Consignes:
(A) Résumez en deux phrases l'entretien sur l'écosophie.
(B) Poursuivez l'entretien sur l'écosophie à partir de sa dernière phrase.

Texte source:

E.V. : Tu parles de l'objet écosophique comme d'un "
système de modélisation " ? Vises-tu des objets
concrets ou un système de description ?
F.G. : Pour moi la distinction ne s'impose pas : tous les objets
sont objets de modélisation. Le concept dans son caractère
créatif, d'agglomération de composantes hétérogènes
et en même temps d'unités autopoïétiques,
c'est l'objet.
L'objet écosystémique est un objet de métamodélisation
en ce sens qu'il a prétention d'englober les différentes
modélisations qui nous sont proposées : de type marxiste,
de type animiste, de type esthétique. On peut ainsi voir
comment s'articulent les systèmes de valeurs, plutôt
que de les opposer de façon manichéiste les uns aux
autres.
J.-Y. S. : Quelles conséquences tirer, pour le mouvement
écologiste, de ce type d’analyse ?
F.G. : Qu’il n'y a pas d’opposition dans mon esprit
entre les écologies : politique, environnementale et mentale.
Toute appréhension d'un problème environnemental postule
le développement d'univers de valeurs et donc d’un
engagement éthico-politique. Elle appelle aussi l'incarnation
d’un système de modélisation, pour soutenir
ces univers de valeurs, c’est-à-dire des pratiques
sociales, de terrain, des pratiques analytiques quand il s'agit
de production de subjecti}ité.
E.V. : Il ne s'agit donc pas de systèmes de valeur totalisants
?
F.G. : C 'est vrai ! En effet le grand danger serait de substituer
au mythe des classes ouvrières porteuses de l'avenir des
valeurs, celui d’une défense de l'environnement, d'une
sauvegarde de la biosphère qui peut tout autant prendre un
caractère totalement totalisant, totalitaire. Il vaut mieux
concevoir des processus d'affirmation de valeurs qui respectent
leur hétérogénéité et leur singularité.
Je refuse les jugements transcendants. Deux exemples ! Au sein des
écologistes, la mouvance de gauche, rejette ceux qu’on
appelle les " Khmers verts ". Mais ceux-ci représentent
quelque chose d’absolument authentique dans la subjectivité
écologiste et dans les rapports de force. C 'est aussi parce
qu’ils existent que 15 à 20 % de l 'électorat
se disent prêts à voter écologiste. Ayons un
rapport dissensuel avec eux, polémiquons, mais respectons-les,
sinon on tombe dans une guérilla idéologique sans
fin.

Données fournies:
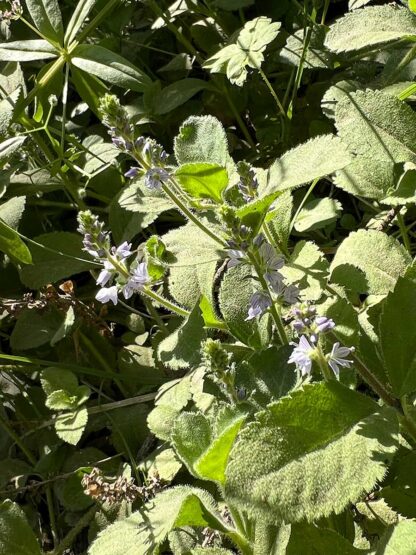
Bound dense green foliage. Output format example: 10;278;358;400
0;0;416;555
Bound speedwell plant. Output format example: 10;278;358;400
0;0;416;555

Réponses:
(A) F.G. considère que tous les objets sont objets de modélisation et que l'objet écosystémique relève d'une métamodélisation englobant les modélisations marxiste, animiste et esthétique, sans opposer les écologies politique, environnementale et mentale. Pour F.G., le danger serait de remplacer le mythe des classes ouvrières par une défense totalisante de l'environnement, et il vaut mieux respecter l'hétérogénéité des valeurs, par exemple en polémiquant avec les « Khmers verts » sans les rejeter.

(B)
Même chose avec le lepénisme : comprenons pourquoi
des masses importantes de la population, notamment ouvrière,
basculent dans cette idéologie. Regardons-la de l'intérieur
sans chosifier les valeurs en disant : c'est réac, fasciste,
d’extrême droite, etc.
Sinon on perd toute possibilité d’articulation pragmatique
pour influencer, pour " rhizomatiser " cette composante.
E.V. : Qu’entends-tu par rapport d’axiomatisation pragmatique
? Pour les " Khmers verts " dans le champ idéologique,
on évoque Maurras, Pétain, on les étiquette
?
F. G. : C'est ainsi qu’on les réifie, qu’on
veut les rendre fous. Pour moi il ne s'agit pas d’entrer en
polémique par exemple avec un malade délirant. Il
peut avoir notamment des crises psychotiques s'accompagnant parfois
de délires racistes, de haine de la différence, de
l'étrangeté. Il faut chercher à comprendre
comment cet agencement subjectif aboutit à une modélisation
de la réalité complètement différente
de la mienne et entrer dans des rapports de production sémiotique
pour qu’il y ait une sortie évolutive, processuelle
à ce type d’impasse. Sortons des politiques consensuelles,
acceptons l'altérité de l'autre, sa différence
; à partir de ce mouvement éthique de reprise de l'autre
peut advenir quelque chose.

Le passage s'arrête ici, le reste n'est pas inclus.